## EXTRACTED TEXT
□ □ □ □ □
Lazy Days’ R.V. Center, Inc. and LDRV Holding
Corp. (collectively, the Reorganized Debtors) appeal an order
of the United States District Court for the District of
Delaware that vacated an order of the United States
Bankruptcy Court. According to the District Court, the
Bankruptcy Court lacked jurisdiction to adjudicate the motion
to reopen filed by the Reorganized Debtors. Because we
disagree with the District Court’s conclusion that the
Bankruptcy Court issued an advisory opinion, we will reverse
the judgment of the District Court.
I
Appellee I-4 Land Holding Limited Co. owns a parcel
of land in Florida. In July 1999, I-4 leased that land to Lazy
Days pursuant to a written lease (Lease) that gave Lazy Days
an option to purchase the property subject to certain
conditions not relevant here. The Lease also prohibited Lazy
Days from “assign[ing] or transfer[ring]” its interest in the
Lease “without the prior written consent of” I-4, except to
related entities under certain circumstances. App. 1249.
Beginning in 2008, Lazy Days failed to pay rent as it came
due and informed I-4 of its intention to file for Chapter 11
bankruptcy and assign the Lease to LDRV.
Prior to filing a petition under Chapter 11, Lazy Days
negotiated with I-4 and reached a settlement agreement in
3
October 2009 (the Settlement Agreement), pursuant to which
I-4 consented to Lazy Days’s assignment of the Lease to
LDRV. As part of the Settlement Agreement, Lazy Days
agreed not to “argue against the Bankruptcy Court abstaining
from consideration of Lease interpretation issues . . . except to
the extent necessary in connection with the assumption and
assignment of the Lease as contemplated herein.” App. 1485.
The Settlement Agreement also provided that “there is no
intent to, nor is the Lease modified in any respect and the
Lease and all terms and conditions thereof remain in full
force and effect.” App. 1487. It did not explicitly state
whether the purchase option would survive, however.
□ □ □ □ □
## RAW RECORDS

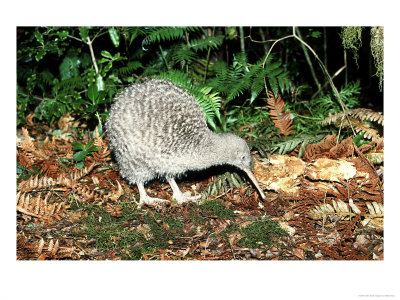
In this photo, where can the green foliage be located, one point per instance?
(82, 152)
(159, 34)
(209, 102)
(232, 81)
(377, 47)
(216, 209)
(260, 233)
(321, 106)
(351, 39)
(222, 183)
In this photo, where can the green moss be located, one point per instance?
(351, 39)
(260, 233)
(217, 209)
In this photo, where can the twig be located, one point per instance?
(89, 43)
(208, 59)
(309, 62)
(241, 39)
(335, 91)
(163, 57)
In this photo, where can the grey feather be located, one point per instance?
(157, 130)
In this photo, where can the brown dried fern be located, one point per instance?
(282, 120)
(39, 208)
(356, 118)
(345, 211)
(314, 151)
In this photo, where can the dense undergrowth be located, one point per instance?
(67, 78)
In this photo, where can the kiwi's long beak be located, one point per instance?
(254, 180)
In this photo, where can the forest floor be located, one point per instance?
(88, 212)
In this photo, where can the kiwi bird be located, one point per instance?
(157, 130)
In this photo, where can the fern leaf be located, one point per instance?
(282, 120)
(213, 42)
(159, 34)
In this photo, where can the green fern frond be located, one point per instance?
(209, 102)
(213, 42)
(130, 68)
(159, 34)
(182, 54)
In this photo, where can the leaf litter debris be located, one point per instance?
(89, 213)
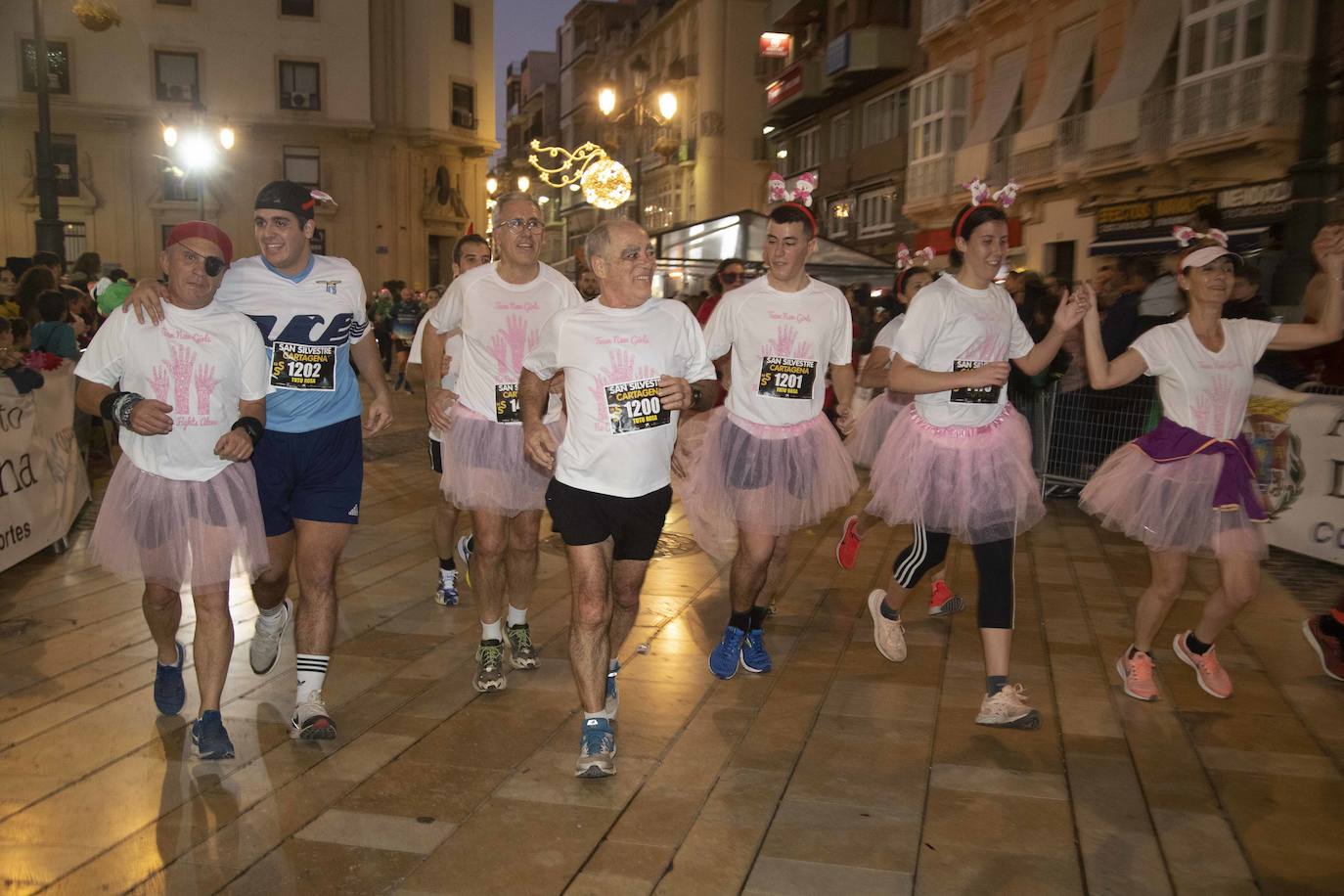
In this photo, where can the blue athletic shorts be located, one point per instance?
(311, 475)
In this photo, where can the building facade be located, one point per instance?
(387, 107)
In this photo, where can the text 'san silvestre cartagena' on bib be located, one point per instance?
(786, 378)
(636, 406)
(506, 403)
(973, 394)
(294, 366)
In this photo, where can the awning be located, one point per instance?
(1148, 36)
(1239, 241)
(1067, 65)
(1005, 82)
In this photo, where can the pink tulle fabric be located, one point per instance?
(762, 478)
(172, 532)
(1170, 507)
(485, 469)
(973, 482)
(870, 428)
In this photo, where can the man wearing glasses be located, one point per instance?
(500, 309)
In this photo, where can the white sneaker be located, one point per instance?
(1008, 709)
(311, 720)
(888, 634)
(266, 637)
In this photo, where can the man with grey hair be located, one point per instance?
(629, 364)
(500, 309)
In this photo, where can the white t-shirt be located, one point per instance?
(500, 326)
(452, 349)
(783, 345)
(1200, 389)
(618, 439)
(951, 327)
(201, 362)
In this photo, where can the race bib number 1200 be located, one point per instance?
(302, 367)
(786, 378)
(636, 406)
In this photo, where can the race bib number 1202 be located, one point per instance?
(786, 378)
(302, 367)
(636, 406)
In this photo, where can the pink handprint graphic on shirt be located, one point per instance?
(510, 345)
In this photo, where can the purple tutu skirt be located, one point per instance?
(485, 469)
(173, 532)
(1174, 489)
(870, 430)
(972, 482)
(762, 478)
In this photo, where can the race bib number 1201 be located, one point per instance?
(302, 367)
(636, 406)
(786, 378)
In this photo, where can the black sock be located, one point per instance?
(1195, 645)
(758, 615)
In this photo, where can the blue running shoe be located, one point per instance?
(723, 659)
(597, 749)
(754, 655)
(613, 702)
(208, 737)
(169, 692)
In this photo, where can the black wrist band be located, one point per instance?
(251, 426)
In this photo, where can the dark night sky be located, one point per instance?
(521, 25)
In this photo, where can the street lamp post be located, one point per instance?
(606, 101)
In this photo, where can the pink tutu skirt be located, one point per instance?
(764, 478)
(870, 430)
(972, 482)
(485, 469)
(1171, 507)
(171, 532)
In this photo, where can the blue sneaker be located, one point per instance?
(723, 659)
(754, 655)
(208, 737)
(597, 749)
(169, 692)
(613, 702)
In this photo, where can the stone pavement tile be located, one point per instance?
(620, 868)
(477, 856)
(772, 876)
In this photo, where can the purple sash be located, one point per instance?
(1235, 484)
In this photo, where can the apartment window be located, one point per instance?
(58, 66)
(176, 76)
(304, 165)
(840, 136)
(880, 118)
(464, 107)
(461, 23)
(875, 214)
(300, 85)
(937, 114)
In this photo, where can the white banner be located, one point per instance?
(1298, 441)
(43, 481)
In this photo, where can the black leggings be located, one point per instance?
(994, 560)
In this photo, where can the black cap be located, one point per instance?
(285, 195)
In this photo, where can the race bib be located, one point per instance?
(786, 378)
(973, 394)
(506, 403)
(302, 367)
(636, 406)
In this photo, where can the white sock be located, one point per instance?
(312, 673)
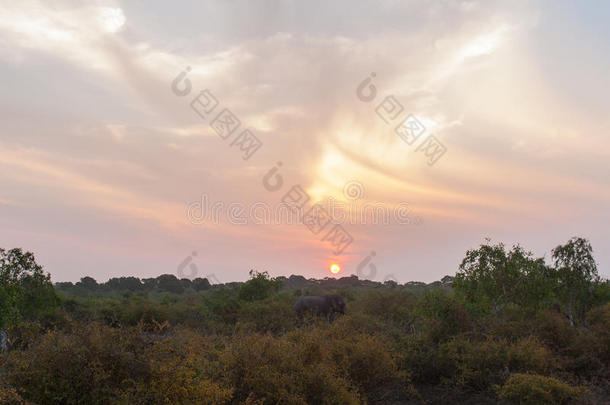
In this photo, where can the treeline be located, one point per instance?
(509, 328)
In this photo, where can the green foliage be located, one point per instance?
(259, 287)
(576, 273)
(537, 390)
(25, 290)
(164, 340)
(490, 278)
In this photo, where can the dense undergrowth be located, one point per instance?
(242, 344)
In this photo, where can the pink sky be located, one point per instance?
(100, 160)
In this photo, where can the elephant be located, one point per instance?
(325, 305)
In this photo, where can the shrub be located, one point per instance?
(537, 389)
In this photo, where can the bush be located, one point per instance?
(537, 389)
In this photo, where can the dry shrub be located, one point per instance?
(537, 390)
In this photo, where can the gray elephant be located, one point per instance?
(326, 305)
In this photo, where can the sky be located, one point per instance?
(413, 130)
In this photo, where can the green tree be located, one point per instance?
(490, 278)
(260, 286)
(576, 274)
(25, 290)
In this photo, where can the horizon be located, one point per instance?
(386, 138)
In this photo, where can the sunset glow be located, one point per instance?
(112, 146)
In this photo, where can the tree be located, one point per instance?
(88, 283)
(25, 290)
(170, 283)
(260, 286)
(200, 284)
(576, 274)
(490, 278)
□ □ □ □ □
## EXERCISE SET
[1] Answer each question from the court opinion about the Lazy Days lease dispute:
(a) Which court vacated the order of the Bankruptcy Court?
(b) In what month and year did I-4 lease its Florida land to Lazy Days?
(c) What did the Settlement Agreement not explicitly state?
[2] Write the next part of the court opinion about the Lazy Days lease dispute, picking up after its final sentence.

## RESULTS IN ORDER
[1]
(a) The United States District Court for the District of Delaware.
(b) July 1999.
(c) Whether the purchase option would survive.

[2]
In November 2009, Lazy Days filed a Chapter 11
petition. The Bankruptcy Court confirmed a reorganization
plan incorporating the Settlement Agreement in December
2009 and closed the case in March 2010. Thereafter, the
Lease was assigned to LDRV.
On May 12, 2011, LDRV attempted to exercise the
purchase option, but I-4 refused to honor it. On June 1 and
June 7, 2011, the parties each filed lawsuits in Florida state
court seeking a determination of their respective rights under
the Lease. Also on June 7, the Reorganized Debtors filed an
emergency motion to reopen in the Bankruptcy Court,
seeking a ruling that the Lease’s anti-assignment provision
was unenforceable pursuant to 11 U.S.C. § 365(f)(3), which
renders unenforceable any “provision in an . . . unexpired
lease of the debtor . . . that terminates or modifies . . . a right .
. . under such . . . lease on account of an assignment” of the
lease. Nine days later, after allowing I-4 to file an opposition
and holding a hearing, the Bankruptcy Court held that the
anti-assignment provision was unenforceable and that I-4’s
refusal to honor the purchase option violated the Settlement
4
Agreement. The Bankruptcy Court then ordered I-4 to honor
the option.
I-4 appealed to the District Court, which vacated the
Bankruptcy Court’s order, holding that the Bankruptcy
Court’s judgment was an advisory opinion directed at the
Florida state courts. The Reorganized Debtors now appeal.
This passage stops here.